▶ **TO-DO LIST**
1. Repeat the part of the blog archive starting at "Word count: 700" and ending at "didn’t do it.".
2. Answer these from the blog archive:
(a) What tool is RJ using to turn her Blogger blog into a syndicated account?
(b) When does NaNo end, according to the Friday, November 28th entry?
(c) What did the writer watch while procrastinating in the Monday, November 24th entry?
3. Put this sentence from the blog archive into Spanish: "Word count is all that counts for NaNoWriMo."

▶ **SELECTION**
Archive for the 'NaNoWriMo' Category

jemima_blog

Saturday, November 29th, 2003

Word count: 2650
NaNo link of the day: The Internal Cliffhanger

Thanks to RJ, I now have a ghostly, RSS presence on LJ. You can add my blog to your friends list using the instructions on my syndicated account page. I guess it means just adding jemima_blog as a friend. RJ is using RSSify to turn her Blogger blog into a syndicated account as well, but if you just want the plain RSS, here’s RJ’s feed.

RSSify is a good solution to the lack of Blogger RSS feeds; I stumbled across it back when I found myRSS. Unfortunately, you need access to the blog template to use RSSify, so I couldn’t use it to get feeds. But if you’re a Blogger blogger and you want to provide a feed, it looks pretty simple. It only took RJ a couple of minutes to set up, and the result is a full entry feed with just some minor link problems that most users won’t notice.

I must, I must, I must catch up in NaNo.

NaNo Time

Friday, November 28th, 2003

Word count: 700

I have about 7,000 words to go, and NaNo ends with November at midnight Sunday, local time. I think I can make it. The novel won’t be a real novel by then, but it may be the bare skeleton of one. Word count is all that counts for NaNoWriMo. I’m looking forward to writing some post-November drabbles after it’s done.

Veronica thinks the President is an idiot for going to Iraq for Thanksgiving, but I think it was a cool thing to do. Nevertheless, I’m trying to resist making a joke about turkey pardons…there, I didn’t do it.

NaNoNaNo

Monday, November 24th, 2003

Word count: 2075
NaNo link of the day: Simenon

After my heavy activity yesterday of post-resignation political maneuvering, I needed to rearrange some scenes for better use of the ex-wife/adultery subplot. That meant rewriting so that things that happen in year two of the novel don’t get mentioned in the past tense in year one, and the like. My word count so far consists of paragraphs added in here and there while rereading, but I’m not done yet. I’m also still behind and running out of days.

So I procrastinated and watched “Show and Tell.” Now I’m working on a drabble. I’m too far behind on my Stargate drabbles; I can’t afford to let a good idea slip away.

Forgot again

Sunday, November 23rd, 2003

Word count: 725

I forgot to blog again! My NaNo characters were busy doing things I never expected, like flouncing out of the Senate, and then I was dragged bodily into a chat, and I completely forgot to blog. I blame Seema…

Forgot to Blog

Tuesday, November 18th, 2003

Word count: 2250

Sorry, I was writing so hard I forgot to blog. So why don’t I have any real words to show for it? Well, my day at the library turned into a huge linguistics research fest rather than the intended big writing event. I may have to try some of the NaNo recommended coffeeshops instead. Fortunately I don’t have an Airport card so wireless goofing off is out of the question…

I am catching up slowly. I think I’m only 6,000 words behind or so.

▶ **SUPPLIED MATERIAL**
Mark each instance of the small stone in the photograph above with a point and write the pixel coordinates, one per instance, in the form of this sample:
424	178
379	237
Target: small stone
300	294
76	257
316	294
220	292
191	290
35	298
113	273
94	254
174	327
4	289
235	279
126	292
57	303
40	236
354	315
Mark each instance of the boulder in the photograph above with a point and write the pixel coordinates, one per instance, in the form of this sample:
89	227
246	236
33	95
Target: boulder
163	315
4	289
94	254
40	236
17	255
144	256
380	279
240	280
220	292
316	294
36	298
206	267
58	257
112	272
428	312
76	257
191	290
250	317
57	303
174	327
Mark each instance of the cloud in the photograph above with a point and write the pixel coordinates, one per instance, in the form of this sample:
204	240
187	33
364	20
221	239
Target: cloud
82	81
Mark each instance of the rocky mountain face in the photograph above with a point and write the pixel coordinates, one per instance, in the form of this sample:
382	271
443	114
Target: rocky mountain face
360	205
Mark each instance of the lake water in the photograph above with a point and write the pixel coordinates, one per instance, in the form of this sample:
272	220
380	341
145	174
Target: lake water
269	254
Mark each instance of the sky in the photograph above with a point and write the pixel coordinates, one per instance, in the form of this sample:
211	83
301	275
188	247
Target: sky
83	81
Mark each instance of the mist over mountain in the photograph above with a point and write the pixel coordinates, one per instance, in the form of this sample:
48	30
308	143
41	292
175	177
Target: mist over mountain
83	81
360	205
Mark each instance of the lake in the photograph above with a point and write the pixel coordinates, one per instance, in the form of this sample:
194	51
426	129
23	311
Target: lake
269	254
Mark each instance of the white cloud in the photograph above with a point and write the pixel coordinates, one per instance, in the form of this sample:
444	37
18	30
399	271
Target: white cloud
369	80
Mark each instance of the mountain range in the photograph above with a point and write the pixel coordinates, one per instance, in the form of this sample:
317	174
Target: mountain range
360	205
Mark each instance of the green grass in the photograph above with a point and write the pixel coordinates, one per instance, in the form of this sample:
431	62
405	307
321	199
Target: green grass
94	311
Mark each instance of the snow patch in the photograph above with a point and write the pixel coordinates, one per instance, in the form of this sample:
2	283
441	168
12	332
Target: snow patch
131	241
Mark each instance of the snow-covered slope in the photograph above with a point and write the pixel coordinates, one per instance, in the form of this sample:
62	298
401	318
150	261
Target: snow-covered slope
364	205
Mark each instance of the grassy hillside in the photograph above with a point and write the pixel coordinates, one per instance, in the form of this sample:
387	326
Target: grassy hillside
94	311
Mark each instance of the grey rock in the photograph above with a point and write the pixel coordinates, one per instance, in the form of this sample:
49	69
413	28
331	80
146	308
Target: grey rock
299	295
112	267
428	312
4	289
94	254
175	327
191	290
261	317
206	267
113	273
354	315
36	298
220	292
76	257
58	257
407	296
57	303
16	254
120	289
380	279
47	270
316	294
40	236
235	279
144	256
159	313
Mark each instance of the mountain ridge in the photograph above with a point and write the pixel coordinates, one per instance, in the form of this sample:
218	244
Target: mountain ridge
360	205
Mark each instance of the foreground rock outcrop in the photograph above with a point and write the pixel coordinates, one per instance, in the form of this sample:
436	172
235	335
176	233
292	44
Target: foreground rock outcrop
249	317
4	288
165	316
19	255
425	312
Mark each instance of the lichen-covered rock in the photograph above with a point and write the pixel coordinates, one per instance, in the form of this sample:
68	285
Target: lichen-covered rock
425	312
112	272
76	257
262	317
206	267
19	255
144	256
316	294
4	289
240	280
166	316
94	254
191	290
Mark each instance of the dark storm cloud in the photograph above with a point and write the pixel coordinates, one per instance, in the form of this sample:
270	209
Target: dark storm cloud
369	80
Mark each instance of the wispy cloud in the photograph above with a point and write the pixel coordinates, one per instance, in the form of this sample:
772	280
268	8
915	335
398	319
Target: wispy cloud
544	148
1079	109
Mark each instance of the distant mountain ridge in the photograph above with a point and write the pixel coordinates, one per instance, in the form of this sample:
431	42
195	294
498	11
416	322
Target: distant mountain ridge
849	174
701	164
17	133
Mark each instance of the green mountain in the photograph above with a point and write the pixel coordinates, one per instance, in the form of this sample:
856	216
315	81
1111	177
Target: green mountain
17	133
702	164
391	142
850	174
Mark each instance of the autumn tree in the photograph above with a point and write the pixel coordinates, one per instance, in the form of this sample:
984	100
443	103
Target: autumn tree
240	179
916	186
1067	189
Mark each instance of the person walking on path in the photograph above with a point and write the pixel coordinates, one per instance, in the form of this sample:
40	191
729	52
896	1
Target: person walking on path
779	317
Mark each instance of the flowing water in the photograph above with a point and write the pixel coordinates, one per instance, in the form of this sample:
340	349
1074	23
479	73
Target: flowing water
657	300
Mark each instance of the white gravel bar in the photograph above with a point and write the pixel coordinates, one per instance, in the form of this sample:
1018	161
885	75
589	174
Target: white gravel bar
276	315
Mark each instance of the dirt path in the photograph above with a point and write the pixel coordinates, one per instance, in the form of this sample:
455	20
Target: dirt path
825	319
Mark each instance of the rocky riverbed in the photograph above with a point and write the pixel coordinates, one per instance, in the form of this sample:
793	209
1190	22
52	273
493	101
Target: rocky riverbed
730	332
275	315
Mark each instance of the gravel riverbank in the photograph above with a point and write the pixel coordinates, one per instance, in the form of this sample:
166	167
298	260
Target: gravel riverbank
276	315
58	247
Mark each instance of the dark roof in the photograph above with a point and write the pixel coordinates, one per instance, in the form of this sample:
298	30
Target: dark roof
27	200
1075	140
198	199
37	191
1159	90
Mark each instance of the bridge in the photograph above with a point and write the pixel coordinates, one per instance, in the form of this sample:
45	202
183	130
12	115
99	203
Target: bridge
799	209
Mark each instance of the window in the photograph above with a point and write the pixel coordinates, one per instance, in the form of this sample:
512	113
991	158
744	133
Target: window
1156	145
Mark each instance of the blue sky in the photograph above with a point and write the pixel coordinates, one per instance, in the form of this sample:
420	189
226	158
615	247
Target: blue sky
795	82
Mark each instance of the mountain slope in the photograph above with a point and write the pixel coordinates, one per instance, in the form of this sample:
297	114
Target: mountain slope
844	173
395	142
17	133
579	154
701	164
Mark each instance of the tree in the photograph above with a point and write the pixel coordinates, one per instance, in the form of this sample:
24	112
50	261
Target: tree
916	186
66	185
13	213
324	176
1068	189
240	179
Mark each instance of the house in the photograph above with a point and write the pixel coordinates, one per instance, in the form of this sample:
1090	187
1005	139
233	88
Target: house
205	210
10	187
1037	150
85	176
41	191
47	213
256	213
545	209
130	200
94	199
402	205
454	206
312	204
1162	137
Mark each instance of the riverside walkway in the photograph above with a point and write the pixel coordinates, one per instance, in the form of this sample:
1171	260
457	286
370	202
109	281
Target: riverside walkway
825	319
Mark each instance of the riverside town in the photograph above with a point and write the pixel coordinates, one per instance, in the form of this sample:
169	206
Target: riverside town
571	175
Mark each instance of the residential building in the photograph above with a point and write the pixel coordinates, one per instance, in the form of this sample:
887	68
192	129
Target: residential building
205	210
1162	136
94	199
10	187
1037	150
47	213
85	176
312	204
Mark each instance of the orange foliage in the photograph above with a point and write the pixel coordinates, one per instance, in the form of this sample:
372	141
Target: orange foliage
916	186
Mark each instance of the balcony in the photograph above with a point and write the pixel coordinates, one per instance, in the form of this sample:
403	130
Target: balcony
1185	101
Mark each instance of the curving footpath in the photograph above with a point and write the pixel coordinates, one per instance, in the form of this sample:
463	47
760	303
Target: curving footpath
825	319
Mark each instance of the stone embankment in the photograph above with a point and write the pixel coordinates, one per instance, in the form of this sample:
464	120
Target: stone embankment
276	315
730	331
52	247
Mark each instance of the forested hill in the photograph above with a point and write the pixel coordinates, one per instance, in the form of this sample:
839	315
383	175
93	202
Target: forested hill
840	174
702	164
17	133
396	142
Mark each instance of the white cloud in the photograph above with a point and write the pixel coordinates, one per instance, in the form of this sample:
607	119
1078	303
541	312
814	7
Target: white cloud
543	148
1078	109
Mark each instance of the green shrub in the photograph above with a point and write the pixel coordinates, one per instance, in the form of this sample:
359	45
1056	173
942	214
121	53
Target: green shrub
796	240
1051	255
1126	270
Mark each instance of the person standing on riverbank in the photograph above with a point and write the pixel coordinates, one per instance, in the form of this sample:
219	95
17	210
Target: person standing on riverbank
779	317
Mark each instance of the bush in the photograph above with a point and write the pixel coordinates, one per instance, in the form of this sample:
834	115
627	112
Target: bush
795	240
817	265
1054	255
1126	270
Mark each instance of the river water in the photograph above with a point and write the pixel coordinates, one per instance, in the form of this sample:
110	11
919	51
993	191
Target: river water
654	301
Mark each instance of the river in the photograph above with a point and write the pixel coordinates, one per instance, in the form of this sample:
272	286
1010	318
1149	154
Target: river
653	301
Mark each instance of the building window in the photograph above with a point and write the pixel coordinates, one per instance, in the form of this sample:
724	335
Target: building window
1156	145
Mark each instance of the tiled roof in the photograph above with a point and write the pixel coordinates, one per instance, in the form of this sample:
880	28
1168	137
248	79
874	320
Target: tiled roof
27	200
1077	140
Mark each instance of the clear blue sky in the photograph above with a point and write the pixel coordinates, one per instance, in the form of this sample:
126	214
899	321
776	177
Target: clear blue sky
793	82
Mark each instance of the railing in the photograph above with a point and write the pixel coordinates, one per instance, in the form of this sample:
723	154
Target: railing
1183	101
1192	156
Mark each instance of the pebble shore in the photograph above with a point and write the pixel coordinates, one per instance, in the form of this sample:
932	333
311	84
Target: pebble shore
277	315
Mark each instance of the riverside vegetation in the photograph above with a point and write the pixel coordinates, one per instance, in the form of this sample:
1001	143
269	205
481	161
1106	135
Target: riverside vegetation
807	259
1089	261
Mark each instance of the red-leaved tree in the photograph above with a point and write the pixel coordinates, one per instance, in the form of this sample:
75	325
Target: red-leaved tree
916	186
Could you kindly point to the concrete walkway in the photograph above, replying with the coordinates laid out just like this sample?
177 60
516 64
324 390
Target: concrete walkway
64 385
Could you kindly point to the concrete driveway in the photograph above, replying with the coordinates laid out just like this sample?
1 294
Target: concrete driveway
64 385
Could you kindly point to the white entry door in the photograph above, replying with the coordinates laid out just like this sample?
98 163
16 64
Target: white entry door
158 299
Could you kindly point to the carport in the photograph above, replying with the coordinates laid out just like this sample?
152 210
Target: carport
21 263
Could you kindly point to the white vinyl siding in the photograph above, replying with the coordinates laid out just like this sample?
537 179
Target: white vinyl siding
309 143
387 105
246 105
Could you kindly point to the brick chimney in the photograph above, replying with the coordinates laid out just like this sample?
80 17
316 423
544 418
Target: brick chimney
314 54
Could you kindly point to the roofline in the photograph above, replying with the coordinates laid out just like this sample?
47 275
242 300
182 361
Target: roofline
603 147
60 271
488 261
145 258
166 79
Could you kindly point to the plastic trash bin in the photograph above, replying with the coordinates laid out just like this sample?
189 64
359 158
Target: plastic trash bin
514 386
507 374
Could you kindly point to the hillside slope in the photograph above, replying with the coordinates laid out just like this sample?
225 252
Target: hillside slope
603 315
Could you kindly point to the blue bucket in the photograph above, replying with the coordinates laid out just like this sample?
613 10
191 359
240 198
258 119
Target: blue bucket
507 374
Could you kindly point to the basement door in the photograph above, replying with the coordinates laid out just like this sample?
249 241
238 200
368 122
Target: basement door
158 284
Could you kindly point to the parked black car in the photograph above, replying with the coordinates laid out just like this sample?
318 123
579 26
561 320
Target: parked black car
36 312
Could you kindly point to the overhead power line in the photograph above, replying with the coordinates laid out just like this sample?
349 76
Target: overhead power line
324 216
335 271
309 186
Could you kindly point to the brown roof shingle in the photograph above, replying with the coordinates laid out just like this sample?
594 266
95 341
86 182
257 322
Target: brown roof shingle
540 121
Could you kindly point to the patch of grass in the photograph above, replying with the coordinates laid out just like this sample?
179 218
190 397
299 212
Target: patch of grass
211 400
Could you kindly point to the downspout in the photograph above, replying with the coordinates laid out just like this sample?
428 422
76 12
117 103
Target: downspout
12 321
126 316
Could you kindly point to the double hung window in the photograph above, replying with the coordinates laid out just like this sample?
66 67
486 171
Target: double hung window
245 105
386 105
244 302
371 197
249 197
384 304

▶ **RESULTS OF THE EXERCISE**
1.
Word count: 700

I have about 7,000 words to go, and NaNo ends with November at midnight Sunday, local time. I think I can make it. The novel won’t be a real novel by then, but it may be the bare skeleton of one. Word count is all that counts for NaNoWriMo. I’m looking forward to writing some post-November drabbles after it’s done.

Veronica thinks the President is an idiot for going to Iraq for Thanksgiving, but I think it was a cool thing to do. Nevertheless, I’m trying to resist making a joke about turkey pardons…there, I didn’t do it.

2.
(a) RSSify
(b) With November, at midnight Sunday, local time
(c) "Show and Tell"

3. El recuento de palabras es lo único que cuenta para NaNoWriMo.